— Text —
________________________

It’s really interesting looking at the phrases that have brought people to my website. The most popular searches are related to my Rayburn 345W. Here’s the answers to some questions that people have looked for.

‘How to cook a jacket potato in a Rayburn’ Well, the simple answer is that you don’t. I have discovered that even on Bake the oven isn’t hot enough to cook jacket potatoes even if you leave them in for a very long time. It may be possible on Roast, but as I’m the only one who eats them in the family, and I usually have them for my lunch, it doesn’t seem worth the energy to try. They obviously need to be cooked hot and fast. The best thing to do is wrap them thickly in foil and stick them in the firebox. Delicious! You’ll need coal tongs or a long-handled barbecue pair of tongs to get it out though. About 1 hour will do nicely.

________________________

— Data supplied —
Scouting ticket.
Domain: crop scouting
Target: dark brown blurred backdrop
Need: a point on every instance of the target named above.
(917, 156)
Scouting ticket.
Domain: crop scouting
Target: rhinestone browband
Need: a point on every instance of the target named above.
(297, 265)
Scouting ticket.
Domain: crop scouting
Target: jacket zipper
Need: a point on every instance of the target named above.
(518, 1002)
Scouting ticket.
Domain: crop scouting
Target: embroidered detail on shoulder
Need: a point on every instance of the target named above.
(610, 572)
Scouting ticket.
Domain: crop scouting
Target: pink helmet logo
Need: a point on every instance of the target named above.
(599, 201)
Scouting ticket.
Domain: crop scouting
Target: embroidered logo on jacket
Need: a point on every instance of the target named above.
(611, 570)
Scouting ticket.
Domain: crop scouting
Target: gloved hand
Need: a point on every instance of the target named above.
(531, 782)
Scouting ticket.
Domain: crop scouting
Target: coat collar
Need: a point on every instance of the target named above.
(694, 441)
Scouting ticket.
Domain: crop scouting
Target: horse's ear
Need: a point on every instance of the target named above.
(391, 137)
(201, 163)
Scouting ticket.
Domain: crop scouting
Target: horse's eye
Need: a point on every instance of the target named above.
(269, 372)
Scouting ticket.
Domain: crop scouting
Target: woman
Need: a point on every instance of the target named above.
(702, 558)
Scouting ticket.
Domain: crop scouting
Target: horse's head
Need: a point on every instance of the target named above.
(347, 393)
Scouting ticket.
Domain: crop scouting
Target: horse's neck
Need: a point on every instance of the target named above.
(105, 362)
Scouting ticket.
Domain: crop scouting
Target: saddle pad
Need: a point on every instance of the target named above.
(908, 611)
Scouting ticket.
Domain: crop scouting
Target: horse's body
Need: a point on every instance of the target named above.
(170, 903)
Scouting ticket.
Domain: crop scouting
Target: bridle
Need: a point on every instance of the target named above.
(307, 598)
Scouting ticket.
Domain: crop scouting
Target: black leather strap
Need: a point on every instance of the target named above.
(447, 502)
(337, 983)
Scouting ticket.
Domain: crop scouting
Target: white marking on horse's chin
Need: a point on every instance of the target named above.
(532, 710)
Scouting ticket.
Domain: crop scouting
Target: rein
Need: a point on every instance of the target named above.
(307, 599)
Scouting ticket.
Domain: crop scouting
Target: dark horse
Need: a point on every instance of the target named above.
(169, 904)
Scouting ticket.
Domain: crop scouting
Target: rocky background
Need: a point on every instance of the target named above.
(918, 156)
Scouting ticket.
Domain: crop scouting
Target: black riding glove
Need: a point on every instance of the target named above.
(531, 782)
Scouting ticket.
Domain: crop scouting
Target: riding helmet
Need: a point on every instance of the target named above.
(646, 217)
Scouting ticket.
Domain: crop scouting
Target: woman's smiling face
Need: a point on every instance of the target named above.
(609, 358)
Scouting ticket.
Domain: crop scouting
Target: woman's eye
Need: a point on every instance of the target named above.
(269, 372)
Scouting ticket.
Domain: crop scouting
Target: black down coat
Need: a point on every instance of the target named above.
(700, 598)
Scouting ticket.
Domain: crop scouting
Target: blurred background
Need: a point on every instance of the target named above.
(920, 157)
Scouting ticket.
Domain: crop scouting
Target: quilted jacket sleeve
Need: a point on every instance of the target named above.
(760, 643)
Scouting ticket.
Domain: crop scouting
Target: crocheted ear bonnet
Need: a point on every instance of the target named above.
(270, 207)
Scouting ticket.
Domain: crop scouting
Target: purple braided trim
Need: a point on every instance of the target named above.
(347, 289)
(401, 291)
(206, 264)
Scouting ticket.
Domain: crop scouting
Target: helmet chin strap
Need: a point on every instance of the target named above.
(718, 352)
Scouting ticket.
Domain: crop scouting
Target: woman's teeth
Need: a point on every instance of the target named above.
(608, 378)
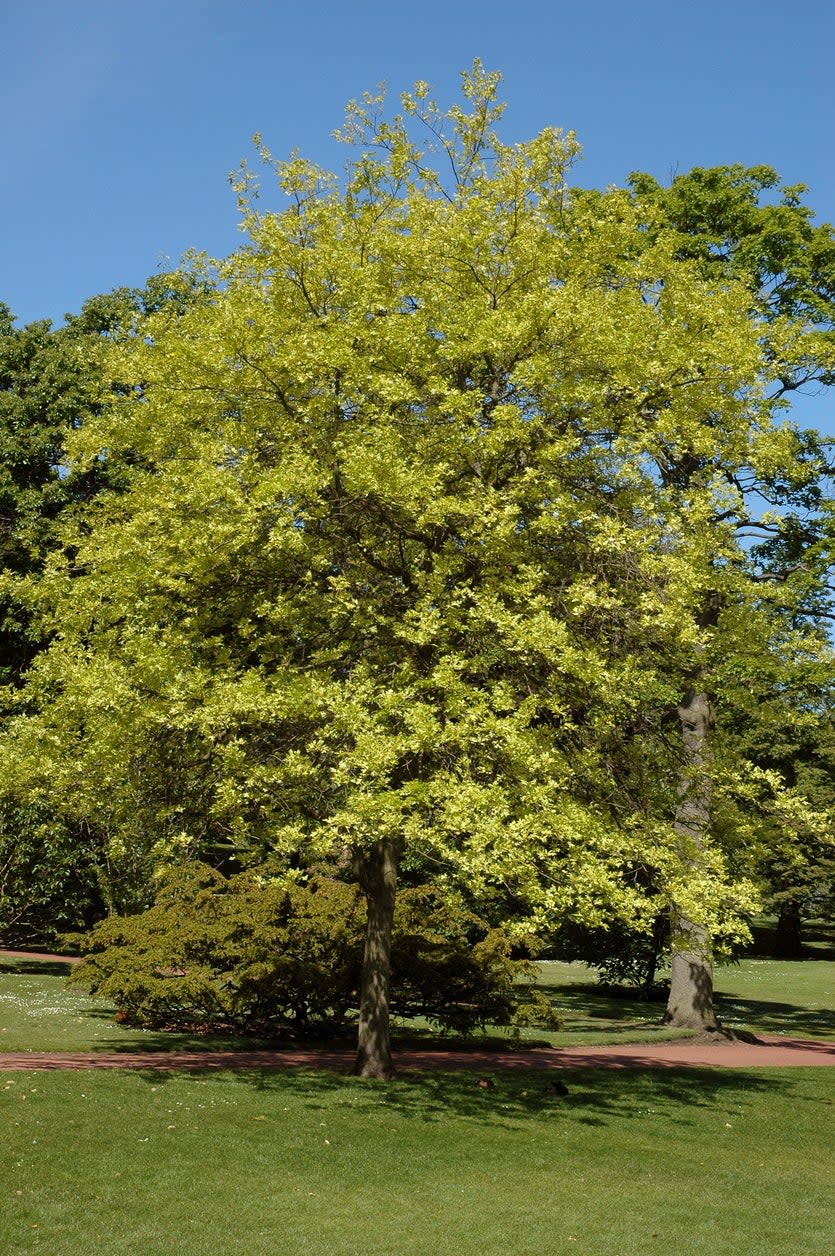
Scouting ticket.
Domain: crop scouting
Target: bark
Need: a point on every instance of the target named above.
(377, 871)
(787, 941)
(691, 992)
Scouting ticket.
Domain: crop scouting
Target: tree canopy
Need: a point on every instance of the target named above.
(428, 514)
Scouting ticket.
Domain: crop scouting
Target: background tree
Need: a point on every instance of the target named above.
(742, 225)
(402, 559)
(57, 871)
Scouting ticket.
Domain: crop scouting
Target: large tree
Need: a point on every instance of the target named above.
(392, 567)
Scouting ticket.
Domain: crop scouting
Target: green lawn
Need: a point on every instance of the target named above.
(304, 1164)
(629, 1163)
(759, 995)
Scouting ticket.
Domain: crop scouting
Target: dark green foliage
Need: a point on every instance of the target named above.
(269, 956)
(622, 956)
(50, 876)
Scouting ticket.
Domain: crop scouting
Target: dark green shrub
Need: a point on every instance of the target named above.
(270, 956)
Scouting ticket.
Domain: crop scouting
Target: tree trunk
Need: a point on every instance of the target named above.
(377, 871)
(787, 940)
(691, 991)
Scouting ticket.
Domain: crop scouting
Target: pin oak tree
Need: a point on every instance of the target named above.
(425, 506)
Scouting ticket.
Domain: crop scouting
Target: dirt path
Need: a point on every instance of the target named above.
(771, 1053)
(767, 1053)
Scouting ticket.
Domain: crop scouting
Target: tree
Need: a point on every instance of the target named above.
(741, 225)
(55, 872)
(393, 567)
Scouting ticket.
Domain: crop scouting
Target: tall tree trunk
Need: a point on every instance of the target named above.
(377, 871)
(787, 940)
(691, 992)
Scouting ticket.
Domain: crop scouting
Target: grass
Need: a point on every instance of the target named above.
(314, 1164)
(757, 995)
(247, 1163)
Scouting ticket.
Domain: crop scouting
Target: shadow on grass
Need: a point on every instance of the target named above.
(771, 1017)
(818, 940)
(597, 1002)
(595, 1097)
(35, 967)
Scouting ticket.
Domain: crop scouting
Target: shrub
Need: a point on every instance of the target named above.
(266, 956)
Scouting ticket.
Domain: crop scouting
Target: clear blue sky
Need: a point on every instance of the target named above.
(122, 118)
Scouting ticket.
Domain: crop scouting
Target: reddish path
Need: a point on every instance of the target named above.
(769, 1053)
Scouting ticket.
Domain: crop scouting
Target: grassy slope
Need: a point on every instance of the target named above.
(249, 1164)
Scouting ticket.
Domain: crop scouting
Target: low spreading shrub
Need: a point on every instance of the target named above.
(268, 956)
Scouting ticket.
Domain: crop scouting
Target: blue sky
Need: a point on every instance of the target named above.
(122, 119)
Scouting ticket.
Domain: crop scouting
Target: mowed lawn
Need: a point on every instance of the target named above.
(145, 1162)
(315, 1164)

________________________

— Given instruction A —
In the Rayburn text, where does the writer recommend putting jacket potatoes after wrapping them thickly in foil?
— Given instruction B —
Please extract the stretch of the Rayburn text from "It’s really interesting" through "have looked for.".

— Final answer A —
In the firebox.

— Final answer B —
It’s really interesting looking at the phrases that have brought people to my website. The most popular searches are related to my Rayburn 345W. Here’s the answers to some questions that people have looked for.